> [Written request A]
In the OPNsense forum post, rewrite the passage that begins at the words "I tested by" and ends after "resolve this issue.", changing "Sophos box" to "Sophos firewall".
> [Written request B]
According to the OPNsense forum post, what device replaced the OPNsense box in the update?
> [Written request C]
Please translate this sentence from the OPNsense forum post into Spanish: "The WAN interface operates normally when this happens."

> [Text shown]

▼

Hardware: Lenovo M900 mini PC 16 GB RAM | LAN interface- em0- Intel(R) I219-LM SPT-H(2) | WAN interface - igb0 - Intel(R) I210 (Copper)
OPNsense version: 25.1.7_4-amd64 running on bare metal
Topology: Internet --> OPNsense --> unmanaged switch --> Sophos XG135 running SFOS 21.0.1 (Static IP) --> LAN devices
Issue:
Hi folks
The LAN interface is not reachable from any of the LAN devices, or the Sophos box whenever there is an interruption on the OPNSense LAN interface. It could be a reboot after a OPNSense software upgrade, or the OPNSense LAN cable being unpatched and repatched again. The em0 interface is up when I check via console, but does not respond to ping unless I power off the box and power it back up; or issue the ifconfig em0 down | up command. The WAN interface operates normally when this happens.
I tested by connecting the Sophos box directly, and using a unmanaged switch; but the result is the same. MTU is set to 1500 on both sides, and the BIOS on the Lenovo Box is the most recent one.
This issue has persisted for quite some time, will appreciate some tips on how to resolve this issue.
Update: I replaced the OPNSense box with a spare Ubiquiti ER-X with exactly the same IP address combination and the same topology.

▲

> [Information shown]
▼

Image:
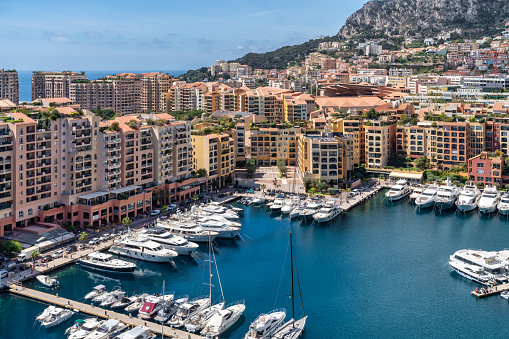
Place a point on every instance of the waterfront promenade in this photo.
(99, 312)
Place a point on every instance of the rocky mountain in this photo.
(427, 18)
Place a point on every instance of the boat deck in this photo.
(99, 312)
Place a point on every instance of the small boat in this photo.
(139, 332)
(266, 324)
(468, 198)
(503, 205)
(106, 262)
(82, 328)
(222, 320)
(489, 200)
(47, 281)
(398, 191)
(56, 317)
(135, 306)
(107, 329)
(98, 290)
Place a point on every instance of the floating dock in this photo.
(99, 312)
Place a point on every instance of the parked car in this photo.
(58, 254)
(71, 249)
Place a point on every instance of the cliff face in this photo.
(427, 18)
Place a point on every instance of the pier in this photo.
(98, 312)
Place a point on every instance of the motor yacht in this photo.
(468, 198)
(47, 281)
(221, 321)
(170, 241)
(56, 317)
(446, 196)
(489, 199)
(98, 290)
(143, 249)
(200, 319)
(266, 325)
(503, 205)
(427, 197)
(139, 332)
(400, 190)
(82, 328)
(152, 305)
(106, 262)
(292, 329)
(107, 329)
(189, 230)
(481, 266)
(187, 310)
(327, 213)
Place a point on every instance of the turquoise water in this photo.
(378, 271)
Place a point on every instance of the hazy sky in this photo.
(159, 35)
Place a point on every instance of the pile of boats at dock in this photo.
(308, 209)
(447, 196)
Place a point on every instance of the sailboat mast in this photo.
(291, 265)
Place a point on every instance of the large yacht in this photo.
(106, 262)
(398, 191)
(189, 230)
(468, 198)
(489, 199)
(427, 197)
(327, 213)
(503, 205)
(170, 241)
(143, 249)
(481, 266)
(266, 325)
(446, 196)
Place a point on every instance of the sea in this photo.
(378, 271)
(25, 78)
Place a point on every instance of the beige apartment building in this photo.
(9, 85)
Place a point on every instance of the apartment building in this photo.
(270, 144)
(9, 85)
(54, 84)
(380, 143)
(216, 154)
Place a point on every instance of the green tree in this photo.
(9, 247)
(202, 172)
(126, 222)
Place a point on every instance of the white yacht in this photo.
(47, 281)
(446, 196)
(223, 320)
(468, 198)
(427, 197)
(481, 266)
(503, 205)
(327, 213)
(187, 310)
(266, 325)
(200, 319)
(82, 328)
(106, 262)
(107, 328)
(98, 290)
(170, 241)
(189, 230)
(398, 191)
(143, 249)
(56, 317)
(489, 199)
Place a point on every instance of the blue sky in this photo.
(159, 35)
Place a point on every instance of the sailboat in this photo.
(292, 329)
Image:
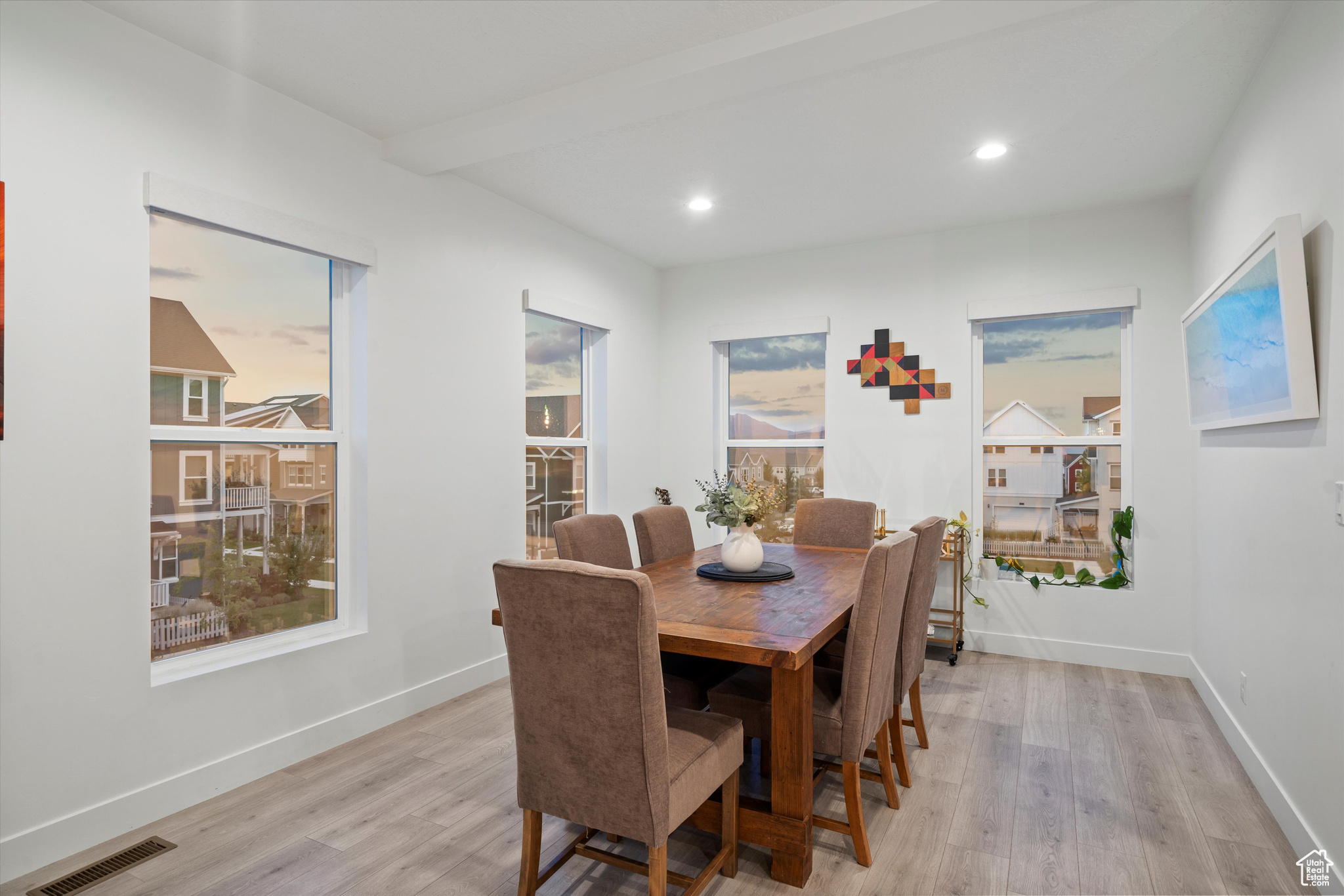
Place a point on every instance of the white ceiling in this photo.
(808, 125)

▲

> [Task solution A]
I tested by connecting the Sophos firewall directly, and using a unmanaged switch; but the result is the same. MTU is set to 1500 on both sides, and the BIOS on the Lenovo Box is the most recent one.
This issue has persisted for quite some time, will appreciate some tips on how to resolve this issue.

> [Task solution B]
A spare Ubiquiti ER-X.

> [Task solution C]
La interfaz WAN funciona con normalidad cuando esto ocurre.